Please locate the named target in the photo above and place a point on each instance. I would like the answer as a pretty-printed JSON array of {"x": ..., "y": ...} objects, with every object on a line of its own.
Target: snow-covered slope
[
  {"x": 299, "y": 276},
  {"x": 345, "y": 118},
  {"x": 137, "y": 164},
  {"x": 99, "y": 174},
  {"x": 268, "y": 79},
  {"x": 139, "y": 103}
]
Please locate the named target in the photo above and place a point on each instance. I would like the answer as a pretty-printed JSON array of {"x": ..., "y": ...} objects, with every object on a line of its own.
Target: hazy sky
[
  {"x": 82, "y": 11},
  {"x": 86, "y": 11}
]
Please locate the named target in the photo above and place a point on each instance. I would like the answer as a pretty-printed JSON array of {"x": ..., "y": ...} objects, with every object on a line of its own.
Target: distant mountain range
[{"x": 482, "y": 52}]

__WHAT IS REQUIRED__: Your task is to transcribe exactly the lines from the one with "Target: hazy sky" through the end of the data, both included, and nothing besides.

__FINISHED TASK__:
Target: hazy sky
[
  {"x": 82, "y": 11},
  {"x": 86, "y": 11}
]
Please locate the named target in the photo above and place a point on each instance. I would like the answer as a pretty-printed JSON array of {"x": ..., "y": ...} objects, with every object on a line of its own.
Target: distant mountain range
[{"x": 482, "y": 52}]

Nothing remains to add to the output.